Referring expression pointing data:
***
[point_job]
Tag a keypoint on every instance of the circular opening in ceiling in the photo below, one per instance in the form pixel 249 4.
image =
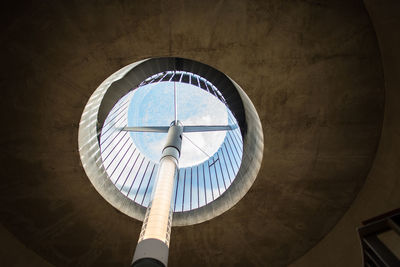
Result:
pixel 209 160
pixel 208 184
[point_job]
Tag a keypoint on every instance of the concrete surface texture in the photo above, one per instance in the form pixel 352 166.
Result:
pixel 313 70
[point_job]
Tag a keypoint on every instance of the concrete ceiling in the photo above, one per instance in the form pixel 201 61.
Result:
pixel 312 69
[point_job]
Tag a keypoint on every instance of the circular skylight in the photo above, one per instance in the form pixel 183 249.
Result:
pixel 209 161
pixel 153 105
pixel 218 169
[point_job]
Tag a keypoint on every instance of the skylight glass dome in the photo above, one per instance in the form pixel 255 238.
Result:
pixel 122 166
pixel 209 160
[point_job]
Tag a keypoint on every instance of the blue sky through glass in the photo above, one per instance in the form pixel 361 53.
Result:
pixel 153 105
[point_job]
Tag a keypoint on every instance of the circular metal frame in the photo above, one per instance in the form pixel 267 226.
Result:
pixel 126 79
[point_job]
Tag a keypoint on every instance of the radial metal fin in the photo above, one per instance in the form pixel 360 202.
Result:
pixel 208 128
pixel 150 129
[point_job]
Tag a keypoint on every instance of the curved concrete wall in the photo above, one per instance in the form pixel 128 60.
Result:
pixel 381 191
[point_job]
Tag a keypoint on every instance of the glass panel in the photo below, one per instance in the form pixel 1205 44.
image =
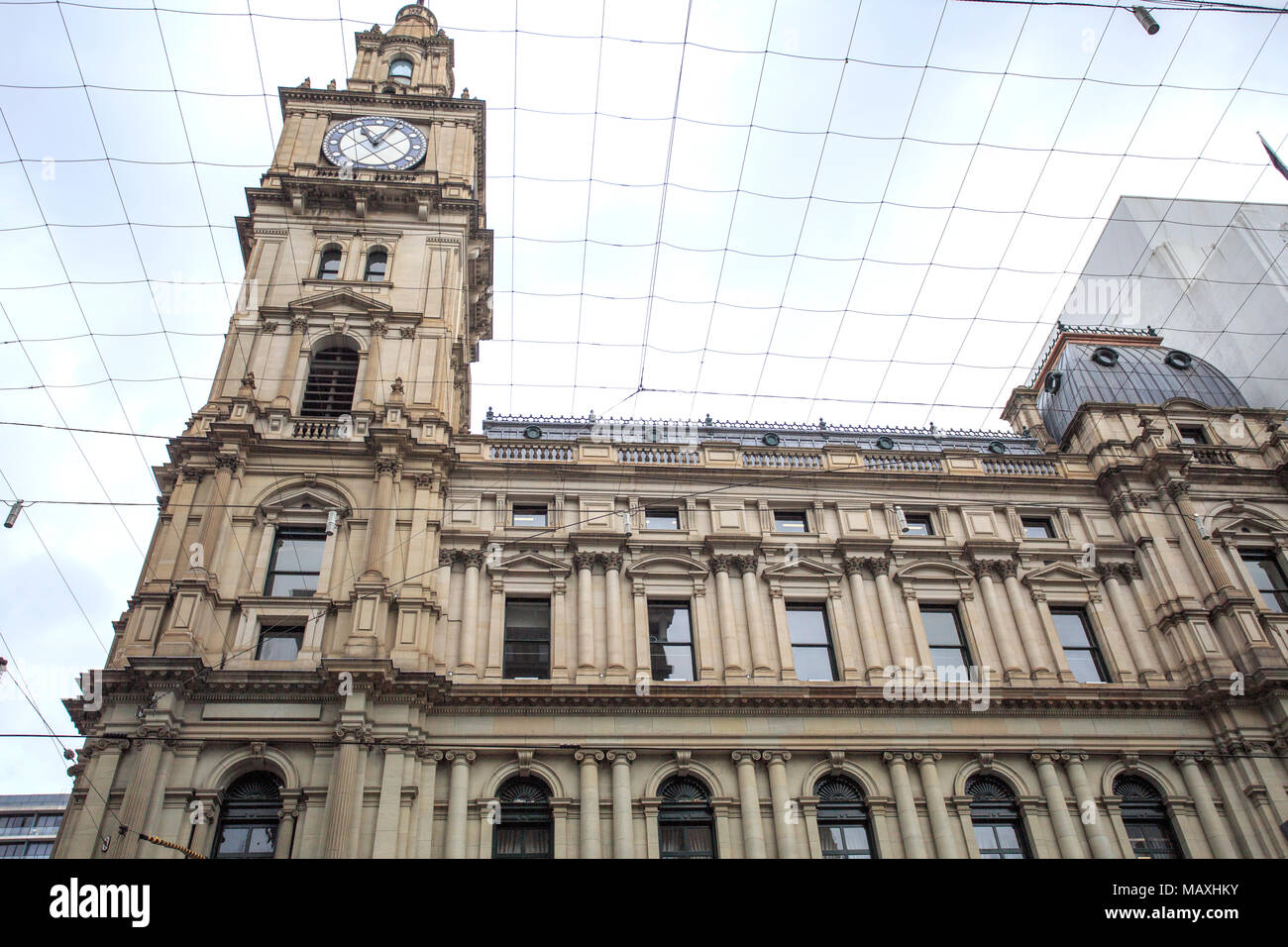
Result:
pixel 1083 667
pixel 790 522
pixel 941 629
pixel 1072 628
pixel 662 519
pixel 812 663
pixel 806 625
pixel 274 646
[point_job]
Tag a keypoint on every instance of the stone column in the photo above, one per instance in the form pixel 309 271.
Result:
pixel 1218 836
pixel 1137 643
pixel 752 830
pixel 1008 644
pixel 906 805
pixel 423 812
pixel 623 825
pixel 785 818
pixel 1065 835
pixel 381 518
pixel 901 651
pixel 286 817
pixel 467 667
pixel 945 840
pixel 1029 634
pixel 876 654
pixel 616 628
pixel 1089 812
pixel 720 565
pixel 760 663
pixel 589 761
pixel 346 804
pixel 458 801
pixel 385 843
pixel 584 564
pixel 138 793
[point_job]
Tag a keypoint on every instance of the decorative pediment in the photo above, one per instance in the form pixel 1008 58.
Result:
pixel 930 570
pixel 666 565
pixel 803 569
pixel 340 299
pixel 529 562
pixel 1060 573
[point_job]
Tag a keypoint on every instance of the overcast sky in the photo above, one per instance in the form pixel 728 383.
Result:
pixel 876 221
***
WORK TASK
Output every record above word for word, omitting any pictures they contain.

RESPONSE FOR THIS EXERCISE
[point_job]
Tag a keypoint on every instance of the circular opening in ceiling in the photo below, one per instance in the form pixel 249 4.
image =
Result:
pixel 209 160
pixel 208 184
[point_job]
Tag a keypoint on every instance of the concrete surface texture in the photo above, one per instance in the form pixel 352 166.
Result:
pixel 313 70
[point_job]
Tag a keypoint on every instance of the concrete ceiling in the photo above, one per instance in the form pixel 201 61.
Result:
pixel 312 69
[point_job]
Tag a keypoint on every instance of the circular skylight in the photo above, one per instance in the form pixel 183 249.
Result:
pixel 209 161
pixel 153 105
pixel 218 169
[point_job]
Tag a keypoint on every instance of the skylight glass dome in the photo above, one per instance in the form pixel 255 238.
Result:
pixel 122 166
pixel 209 160
[point_job]
Tag a keypoint on every instance of the blue sky through glass in the photo above, one per instance in the form pixel 361 53.
Result:
pixel 153 105
[point_job]
Tag a keypoint on every instance of the circular metal frame in the photo above, one per instance in the form pixel 267 226.
Result:
pixel 126 79
[point_job]
Tag a keypoint on every instance of the radial metal fin in the photo above, one per instance in the form pixel 360 202.
Result:
pixel 208 128
pixel 150 129
[point_job]
Tag a keypoint on every instance of the curved concrete wall in the photo above, one per instance in the form pixel 128 60.
Result:
pixel 381 191
[point_job]
Tag a keypoint on every instance of the glass panel in the photo below, one per instance in the form pixel 1205 44.
image =
Result:
pixel 1083 667
pixel 790 522
pixel 941 629
pixel 1072 628
pixel 662 519
pixel 812 663
pixel 806 625
pixel 274 646
[point_job]
Tag a keypoint on every instance of the stone column in the photo above, one per instance in the form pixel 309 271.
Result:
pixel 1218 836
pixel 1137 643
pixel 752 830
pixel 1008 644
pixel 906 805
pixel 423 812
pixel 623 825
pixel 785 818
pixel 1065 835
pixel 381 518
pixel 901 651
pixel 286 817
pixel 467 667
pixel 945 840
pixel 1029 634
pixel 876 654
pixel 616 628
pixel 1089 812
pixel 720 565
pixel 760 663
pixel 589 761
pixel 346 804
pixel 458 801
pixel 385 843
pixel 584 564
pixel 138 793
[point_job]
Tag a keypoint on every instance of the decorative pediment in the photo above, one per instance in the form pixel 1008 58.
Result:
pixel 930 570
pixel 666 565
pixel 803 569
pixel 340 299
pixel 529 562
pixel 1060 573
[point_job]
Tag a keypoint on every instance of the overcast sky in the photo above, one per instance in the form pixel 728 383.
Result:
pixel 876 221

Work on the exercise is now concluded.